DATASET EXTRACT:
[BEGIN]
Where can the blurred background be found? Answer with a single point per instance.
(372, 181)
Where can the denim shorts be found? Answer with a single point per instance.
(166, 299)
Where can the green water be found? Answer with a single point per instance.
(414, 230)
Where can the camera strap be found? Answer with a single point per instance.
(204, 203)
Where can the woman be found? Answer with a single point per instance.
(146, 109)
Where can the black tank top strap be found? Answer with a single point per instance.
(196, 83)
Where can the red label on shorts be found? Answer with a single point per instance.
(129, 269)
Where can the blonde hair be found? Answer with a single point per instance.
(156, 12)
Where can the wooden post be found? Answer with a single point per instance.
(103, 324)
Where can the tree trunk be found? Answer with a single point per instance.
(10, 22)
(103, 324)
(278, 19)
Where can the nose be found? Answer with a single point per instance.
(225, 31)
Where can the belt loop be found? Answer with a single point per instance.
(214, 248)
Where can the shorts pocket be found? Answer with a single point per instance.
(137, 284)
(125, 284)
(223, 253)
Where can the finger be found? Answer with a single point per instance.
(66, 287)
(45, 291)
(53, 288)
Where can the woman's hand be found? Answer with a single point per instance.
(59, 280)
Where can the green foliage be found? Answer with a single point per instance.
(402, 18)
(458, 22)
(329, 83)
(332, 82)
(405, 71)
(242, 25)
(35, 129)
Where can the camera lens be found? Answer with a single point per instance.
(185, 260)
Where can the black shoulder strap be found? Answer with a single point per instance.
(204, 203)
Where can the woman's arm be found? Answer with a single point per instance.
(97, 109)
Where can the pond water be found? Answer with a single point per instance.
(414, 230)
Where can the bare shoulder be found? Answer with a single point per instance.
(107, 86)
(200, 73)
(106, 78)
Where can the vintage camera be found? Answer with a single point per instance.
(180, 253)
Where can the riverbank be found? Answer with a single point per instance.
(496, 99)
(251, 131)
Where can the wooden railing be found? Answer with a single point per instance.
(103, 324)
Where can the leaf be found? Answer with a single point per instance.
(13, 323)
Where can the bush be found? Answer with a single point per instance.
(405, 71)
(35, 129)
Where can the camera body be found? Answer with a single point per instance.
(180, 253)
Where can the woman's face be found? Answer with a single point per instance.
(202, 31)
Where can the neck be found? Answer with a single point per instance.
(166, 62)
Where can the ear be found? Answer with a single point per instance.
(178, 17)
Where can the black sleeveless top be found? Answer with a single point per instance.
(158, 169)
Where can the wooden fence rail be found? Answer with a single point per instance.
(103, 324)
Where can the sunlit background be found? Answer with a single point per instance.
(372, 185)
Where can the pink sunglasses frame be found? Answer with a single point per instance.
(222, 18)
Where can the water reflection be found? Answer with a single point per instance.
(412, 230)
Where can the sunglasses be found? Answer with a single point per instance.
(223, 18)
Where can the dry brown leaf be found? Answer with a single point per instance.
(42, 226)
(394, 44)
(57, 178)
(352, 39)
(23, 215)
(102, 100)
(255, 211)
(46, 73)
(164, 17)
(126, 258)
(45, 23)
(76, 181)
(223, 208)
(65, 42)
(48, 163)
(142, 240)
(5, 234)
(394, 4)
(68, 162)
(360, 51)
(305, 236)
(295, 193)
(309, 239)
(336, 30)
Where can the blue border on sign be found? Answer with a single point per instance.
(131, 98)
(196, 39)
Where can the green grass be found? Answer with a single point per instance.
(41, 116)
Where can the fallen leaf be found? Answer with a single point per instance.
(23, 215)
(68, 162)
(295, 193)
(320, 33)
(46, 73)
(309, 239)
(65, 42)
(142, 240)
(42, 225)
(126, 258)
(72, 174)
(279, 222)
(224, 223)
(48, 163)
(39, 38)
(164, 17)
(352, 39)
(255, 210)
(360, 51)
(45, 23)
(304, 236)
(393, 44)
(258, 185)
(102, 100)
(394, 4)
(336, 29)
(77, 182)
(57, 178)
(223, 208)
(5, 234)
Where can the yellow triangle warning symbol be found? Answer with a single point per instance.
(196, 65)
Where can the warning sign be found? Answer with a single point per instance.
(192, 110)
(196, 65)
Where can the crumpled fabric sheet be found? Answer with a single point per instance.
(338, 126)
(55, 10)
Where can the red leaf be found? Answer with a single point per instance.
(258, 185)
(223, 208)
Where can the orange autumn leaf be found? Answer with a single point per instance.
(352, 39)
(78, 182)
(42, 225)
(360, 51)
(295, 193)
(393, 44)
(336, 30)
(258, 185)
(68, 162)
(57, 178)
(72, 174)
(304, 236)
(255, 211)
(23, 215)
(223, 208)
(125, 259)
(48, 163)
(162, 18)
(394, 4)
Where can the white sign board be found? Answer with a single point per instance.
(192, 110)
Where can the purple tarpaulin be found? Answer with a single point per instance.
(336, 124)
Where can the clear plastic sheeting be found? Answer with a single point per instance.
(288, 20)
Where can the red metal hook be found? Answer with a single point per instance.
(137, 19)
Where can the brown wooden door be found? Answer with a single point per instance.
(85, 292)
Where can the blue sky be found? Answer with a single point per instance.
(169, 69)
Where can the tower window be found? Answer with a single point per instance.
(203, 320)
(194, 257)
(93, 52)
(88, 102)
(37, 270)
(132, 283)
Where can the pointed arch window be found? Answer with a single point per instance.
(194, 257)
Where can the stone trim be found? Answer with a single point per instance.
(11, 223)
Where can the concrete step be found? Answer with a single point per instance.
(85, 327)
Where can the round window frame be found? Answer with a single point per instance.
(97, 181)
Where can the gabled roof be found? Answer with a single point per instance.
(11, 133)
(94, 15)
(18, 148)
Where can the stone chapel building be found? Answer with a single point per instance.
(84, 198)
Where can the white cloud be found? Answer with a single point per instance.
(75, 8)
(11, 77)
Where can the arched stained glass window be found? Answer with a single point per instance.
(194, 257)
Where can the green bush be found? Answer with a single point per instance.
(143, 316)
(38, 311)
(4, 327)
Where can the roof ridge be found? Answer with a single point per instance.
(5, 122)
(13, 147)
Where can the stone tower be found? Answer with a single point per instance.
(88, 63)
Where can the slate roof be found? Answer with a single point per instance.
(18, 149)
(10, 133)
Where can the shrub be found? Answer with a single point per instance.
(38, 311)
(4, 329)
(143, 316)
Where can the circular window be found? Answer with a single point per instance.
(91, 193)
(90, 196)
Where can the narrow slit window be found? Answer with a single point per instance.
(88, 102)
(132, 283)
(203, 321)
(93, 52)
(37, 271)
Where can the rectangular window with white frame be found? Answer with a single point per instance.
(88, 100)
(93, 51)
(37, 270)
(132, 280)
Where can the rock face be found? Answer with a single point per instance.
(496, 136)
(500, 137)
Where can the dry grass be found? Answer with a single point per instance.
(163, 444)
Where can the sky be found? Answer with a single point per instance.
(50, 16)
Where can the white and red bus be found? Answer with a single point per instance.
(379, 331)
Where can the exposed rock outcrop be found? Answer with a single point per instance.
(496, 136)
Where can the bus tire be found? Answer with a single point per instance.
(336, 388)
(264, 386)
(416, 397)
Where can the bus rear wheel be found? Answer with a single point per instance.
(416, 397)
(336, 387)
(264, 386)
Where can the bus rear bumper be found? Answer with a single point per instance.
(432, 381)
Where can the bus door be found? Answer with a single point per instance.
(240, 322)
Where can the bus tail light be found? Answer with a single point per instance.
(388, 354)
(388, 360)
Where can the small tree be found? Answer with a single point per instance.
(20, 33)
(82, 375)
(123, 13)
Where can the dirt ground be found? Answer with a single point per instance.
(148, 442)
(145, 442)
[END]
Output the data above exactly, please, line for line.

Where can the blurred background be found? Answer with a single point per instance.
(372, 181)
Where can the denim shorts be found? Answer with a single point per instance.
(166, 299)
Where can the green water be found? Answer with a single point per instance.
(414, 230)
Where can the camera strap be found? Answer with a single point per instance.
(204, 203)
Where can the woman be found? Answer with a single point per instance.
(146, 109)
Where can the black tank top strap be found? Answer with a single point per instance.
(196, 83)
Where can the red label on shorts be found? Answer with a single point per instance.
(129, 269)
Where can the blonde hair be found? Answer with a single point per instance.
(156, 12)
Where can the wooden post be found? Answer with a single point per instance.
(103, 324)
Where can the tree trunk be found? Answer with a single point per instance.
(10, 22)
(103, 324)
(278, 19)
Where can the nose be found? Answer with a single point per instance.
(225, 31)
Where can the belt loop be found? Answer with a single point per instance.
(214, 248)
Where can the shorts pocket be found? Answer with a single point per instance.
(137, 284)
(125, 284)
(223, 253)
Where can the finger be found? Answer with a single point per instance.
(66, 287)
(45, 291)
(53, 288)
Where can the woman's hand be found? Answer with a single point per instance.
(59, 280)
Where can the green foliage be found? Answer with a single point per instance.
(402, 18)
(458, 22)
(329, 83)
(332, 82)
(405, 71)
(242, 25)
(35, 129)
Where can the camera lens be found? Answer with a single point per instance.
(185, 260)
Where can the black shoulder strap be found? Answer with a single point per instance.
(204, 203)
Where can the woman's arm be found? Answer with a single point per instance.
(97, 109)
Where can the pond water be found? Answer with a single point per instance.
(414, 230)
Where can the bare shoulder be found? Answer with a single point per instance.
(107, 86)
(200, 73)
(106, 78)
Where can the vintage camera be found? Answer with a single point per instance.
(180, 253)
Where can the riverbank be found? Answer with a single point per instance.
(496, 99)
(251, 131)
Where can the wooden railing be found? Answer with a single point per instance.
(103, 324)
Where can the leaf be found? Answer with a single point per instance.
(13, 323)
Where can the bush be found? Answer with a single point per instance.
(405, 71)
(35, 129)
Where can the camera body be found? Answer with a single point per instance.
(180, 253)
Where can the woman's face be found? Answer with a single point per instance.
(202, 31)
Where can the neck be found? Answer with a single point per instance.
(166, 62)
Where can the ear be found? Answer with a single point per instance.
(178, 17)
Where can the black sleeveless top be found? Answer with a single point per instance.
(158, 169)
Where can the wooden fence rail be found? Answer with a single point per instance.
(103, 324)
Where can the sunlit background be found? Answer with a single point per instance.
(372, 185)
Where can the pink sunglasses frame be found? Answer with a single point per instance.
(222, 18)
Where can the water reflection be found? Answer with a single point per instance.
(412, 230)
Where can the sunglasses be found? Answer with a single point per instance.
(223, 18)
Where can the dry brown leaf be found? Answer with a single point per instance.
(42, 226)
(394, 44)
(57, 178)
(352, 39)
(23, 215)
(102, 100)
(255, 211)
(46, 73)
(164, 17)
(126, 258)
(45, 23)
(76, 181)
(223, 208)
(65, 42)
(48, 163)
(142, 240)
(5, 234)
(394, 4)
(68, 162)
(360, 51)
(305, 236)
(295, 193)
(309, 239)
(336, 30)
Where can the blue border on sign be found? Answer with a single point per instance.
(131, 98)
(196, 39)
Where can the green grass be found? Answer with a single point per instance.
(41, 116)
Where can the fallen leaf be found? Answer with a single point per instance.
(23, 215)
(68, 162)
(295, 193)
(320, 33)
(46, 73)
(309, 239)
(65, 42)
(142, 240)
(42, 225)
(126, 258)
(72, 174)
(279, 222)
(224, 223)
(48, 163)
(39, 38)
(164, 17)
(352, 39)
(255, 210)
(360, 51)
(45, 23)
(304, 236)
(393, 44)
(258, 185)
(102, 100)
(394, 4)
(336, 29)
(77, 182)
(57, 178)
(223, 208)
(5, 234)
Where can the yellow triangle warning symbol be found? Answer with a single point per instance.
(196, 65)
Where can the warning sign be found? Answer with a single point per instance.
(192, 110)
(196, 65)
Where can the crumpled fabric sheet be found? Answer with a single point per instance.
(338, 126)
(55, 10)
Where can the red leaf be found? Answer with a single point per instance.
(258, 185)
(223, 208)
Where can the orange autumn leaf be found? Answer with a single point per instance.
(352, 39)
(78, 182)
(42, 225)
(360, 51)
(295, 193)
(393, 44)
(336, 30)
(258, 185)
(68, 162)
(57, 178)
(72, 174)
(304, 236)
(255, 211)
(23, 215)
(223, 208)
(125, 259)
(48, 163)
(162, 18)
(394, 4)
Where can the white sign board be found? Answer with a single point per instance.
(192, 110)
Where can the purple tarpaulin be found? Answer with a single point per instance.
(336, 124)
Where can the clear plastic sheeting be found? Answer with a single point per instance.
(288, 20)
Where can the red metal hook be found? Answer with a single point per instance.
(137, 19)
Where can the brown wooden door be found? Answer with a single point per instance.
(85, 292)
Where can the blue sky be found? Answer with a single point per instance.
(169, 69)
Where can the tower window be found? Answer with a single point per instance.
(203, 320)
(194, 257)
(93, 52)
(88, 102)
(37, 270)
(132, 283)
Where can the pointed arch window be found? Answer with a single point per instance.
(194, 257)
Where can the stone trim be found? Answer with a single point per instance.
(11, 223)
Where can the concrete step be found? Answer with a single point per instance.
(85, 327)
Where can the round window frame be found? Answer with a single point per instance.
(97, 181)
Where can the gabled roof be found? Answer with a single point per instance.
(11, 133)
(94, 15)
(18, 148)
Where can the stone chapel building be found? Answer with a single point per instance.
(84, 198)
Where can the white cloud be found? Answer with a single point per instance.
(75, 8)
(11, 77)
Where can the arched stained glass window be found? Answer with a single point per instance.
(194, 257)
Where can the green bush be found? Answer with a single point per instance.
(143, 316)
(38, 311)
(4, 327)
Where can the roof ridge be found? Answer with a single point per instance.
(5, 122)
(13, 147)
Where can the stone tower be found? Answer with a single point per instance.
(88, 63)
Where can the slate roof be found? Answer with a single point per instance.
(18, 149)
(10, 133)
Where can the shrub be found? Answer with a single point per instance.
(38, 311)
(4, 329)
(143, 316)
Where can the circular window be found? Answer with a single point per instance.
(91, 193)
(90, 196)
Where can the narrow slit window be found? Answer with a single point per instance.
(88, 102)
(132, 283)
(203, 321)
(93, 52)
(37, 271)
Where can the rectangular window with white frame be found? Answer with a single point per instance.
(88, 100)
(93, 51)
(37, 270)
(132, 280)
Where can the rock face be found? Answer with a single point per instance.
(496, 136)
(500, 137)
Where can the dry grass be found? Answer with a single point per instance.
(163, 444)
Where can the sky be found? Answer with a single point per instance.
(50, 16)
Where can the white and red bus be found? Answer with a single point per instance.
(379, 331)
Where can the exposed rock outcrop be found? Answer with a single point per instance.
(496, 136)
Where can the bus tire be found? Answer with a single point per instance.
(336, 388)
(264, 386)
(416, 397)
Where can the bus rear wheel be found? Answer with a single point per instance.
(416, 397)
(336, 387)
(264, 386)
Where can the bus rear bumper be found? Answer with a single point per instance.
(432, 381)
Where can the bus door be found? Answer with a single point per instance.
(240, 322)
Where can the bus tail light be found? Answer with a single point per instance.
(388, 354)
(388, 360)
Where can the small tree be found? Answer with a single point per instance.
(20, 33)
(82, 375)
(123, 13)
Where can the dirt ground be found? Answer with a single point per instance.
(148, 442)
(145, 442)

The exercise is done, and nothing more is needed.